**What is required**
Type out every line of the data again, exactly.

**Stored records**
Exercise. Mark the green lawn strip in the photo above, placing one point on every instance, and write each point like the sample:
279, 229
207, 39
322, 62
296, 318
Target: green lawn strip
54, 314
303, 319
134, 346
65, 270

**Output of the exercise**
Exercise. Mark the green lawn strip in the photo above, placing one point on every instance, and write each point like the sample:
279, 229
207, 39
322, 62
296, 318
Target: green lawn strip
54, 314
303, 319
134, 346
65, 270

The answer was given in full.